=== Section Start ===

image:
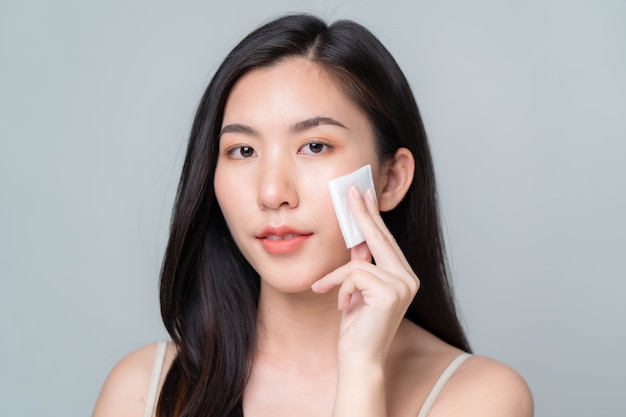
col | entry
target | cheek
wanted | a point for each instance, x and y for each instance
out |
(227, 194)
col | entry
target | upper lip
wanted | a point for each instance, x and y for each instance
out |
(282, 230)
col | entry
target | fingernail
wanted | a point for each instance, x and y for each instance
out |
(369, 194)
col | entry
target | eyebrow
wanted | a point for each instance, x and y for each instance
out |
(295, 128)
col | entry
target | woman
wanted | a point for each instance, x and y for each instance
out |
(268, 311)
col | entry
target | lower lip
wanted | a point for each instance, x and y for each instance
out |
(284, 246)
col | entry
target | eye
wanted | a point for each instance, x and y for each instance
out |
(241, 152)
(314, 148)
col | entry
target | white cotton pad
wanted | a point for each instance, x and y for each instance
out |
(338, 187)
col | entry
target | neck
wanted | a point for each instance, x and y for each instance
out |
(300, 328)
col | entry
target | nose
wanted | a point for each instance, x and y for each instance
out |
(277, 184)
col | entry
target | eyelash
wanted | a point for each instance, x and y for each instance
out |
(325, 147)
(232, 150)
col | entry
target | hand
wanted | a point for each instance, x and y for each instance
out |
(372, 298)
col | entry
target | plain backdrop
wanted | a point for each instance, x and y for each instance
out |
(525, 107)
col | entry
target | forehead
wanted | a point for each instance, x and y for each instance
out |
(294, 89)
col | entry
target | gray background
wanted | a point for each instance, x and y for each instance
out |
(525, 105)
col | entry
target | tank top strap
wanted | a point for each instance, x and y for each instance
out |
(155, 377)
(443, 378)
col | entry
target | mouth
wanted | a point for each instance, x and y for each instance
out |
(282, 240)
(283, 237)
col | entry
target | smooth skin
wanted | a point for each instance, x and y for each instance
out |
(332, 337)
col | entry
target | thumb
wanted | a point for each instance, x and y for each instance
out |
(361, 252)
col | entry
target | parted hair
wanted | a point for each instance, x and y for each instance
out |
(208, 292)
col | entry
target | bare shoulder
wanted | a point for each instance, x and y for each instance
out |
(484, 387)
(125, 389)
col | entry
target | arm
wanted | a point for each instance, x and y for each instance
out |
(125, 389)
(373, 300)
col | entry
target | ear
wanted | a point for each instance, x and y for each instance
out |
(399, 177)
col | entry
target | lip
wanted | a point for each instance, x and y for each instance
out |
(282, 240)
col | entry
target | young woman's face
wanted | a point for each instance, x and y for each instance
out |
(287, 130)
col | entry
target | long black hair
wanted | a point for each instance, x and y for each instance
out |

=== Section End ===

Look through the data and gather every line with the string "woman" in it.

→ Exercise answer:
target | woman
target | young woman's face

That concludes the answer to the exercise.